>> START

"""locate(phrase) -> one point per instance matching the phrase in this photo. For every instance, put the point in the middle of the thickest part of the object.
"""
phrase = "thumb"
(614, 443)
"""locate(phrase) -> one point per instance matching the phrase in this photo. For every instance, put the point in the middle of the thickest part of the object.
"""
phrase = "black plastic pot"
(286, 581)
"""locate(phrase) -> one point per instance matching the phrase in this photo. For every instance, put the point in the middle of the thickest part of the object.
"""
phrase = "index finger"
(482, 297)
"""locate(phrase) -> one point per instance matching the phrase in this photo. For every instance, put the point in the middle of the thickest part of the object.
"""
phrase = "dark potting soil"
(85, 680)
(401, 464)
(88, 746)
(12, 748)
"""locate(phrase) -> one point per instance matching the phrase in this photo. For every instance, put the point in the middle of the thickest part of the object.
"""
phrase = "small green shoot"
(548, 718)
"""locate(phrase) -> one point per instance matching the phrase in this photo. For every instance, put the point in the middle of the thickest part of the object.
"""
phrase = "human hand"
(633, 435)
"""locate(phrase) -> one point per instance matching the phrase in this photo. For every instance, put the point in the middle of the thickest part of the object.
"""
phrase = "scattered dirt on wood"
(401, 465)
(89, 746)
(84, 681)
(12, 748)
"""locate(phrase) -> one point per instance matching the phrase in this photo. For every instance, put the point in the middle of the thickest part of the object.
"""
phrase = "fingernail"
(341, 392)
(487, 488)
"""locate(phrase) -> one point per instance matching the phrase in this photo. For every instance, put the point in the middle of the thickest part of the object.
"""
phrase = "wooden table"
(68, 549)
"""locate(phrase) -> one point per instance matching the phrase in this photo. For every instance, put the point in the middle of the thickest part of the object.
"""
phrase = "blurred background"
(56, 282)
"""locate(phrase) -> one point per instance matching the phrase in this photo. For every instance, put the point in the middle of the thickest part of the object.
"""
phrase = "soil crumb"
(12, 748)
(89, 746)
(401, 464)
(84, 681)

>> END

_TASK TO CARRY OUT:_ Each line above must be reproduced exactly as it stands.

_WRITTEN SOLUTION:_
"""locate(phrase) -> one point per instance matching the phrase in this photo. For every instance, put the point in the middle of the thickest part of the object.
"""
phrase = "thumb"
(614, 443)
"""locate(phrase) -> one point per instance matching the phrase in this photo. For every instance, put the point in the middle of the thickest part of the object.
"""
phrase = "black plastic pot"
(286, 581)
"""locate(phrase) -> one point per instance matching the phrase in this photo. For every instance, put the point in the middle of the thickest part of the object.
"""
phrase = "index finger"
(482, 297)
"""locate(phrase) -> one point per instance matching the phrase in this photo. For every instance, put the point in the middle of the thickest part of the object.
"""
phrase = "dark potting soil"
(85, 680)
(401, 464)
(88, 746)
(12, 748)
"""locate(phrase) -> one point per instance matching the phrase in this photo. For every instance, put the point in the middle of the thickest part of the object.
"""
phrase = "small green shoot"
(548, 718)
"""locate(phrase) -> one point per instance matching the phrase in this photo. For every instance, put the point in the middle of the thickest part of the object.
"""
phrase = "human hand"
(633, 435)
"""locate(phrase) -> one point per instance matching the phrase in this photo. For every instance, put the point in the middle of the thickest part of the object.
"""
phrase = "scattered dirt on wood"
(401, 465)
(89, 746)
(84, 681)
(12, 748)
"""locate(phrase) -> one point per instance matching the phrase in this photo. For every instance, put the point in the middle of the thickest part of the object.
"""
phrase = "fingernail"
(341, 392)
(487, 488)
"""locate(phrase) -> one point per instance matching the phrase in this photo. For every instance, put the point in the middle of the thickest part of the object.
"""
phrase = "wooden table"
(68, 549)
"""locate(phrase) -> one point per instance matching the phrase in this photo. For every instance, put the point in the middle of the thickest part of the object.
"""
phrase = "blurred background"
(56, 282)
"""locate(phrase) -> one point per instance matching the phrase in this photo. For every instance, put the point in the middle of the thickest part of the object.
"""
phrase = "soil crumb"
(12, 748)
(89, 746)
(401, 464)
(84, 681)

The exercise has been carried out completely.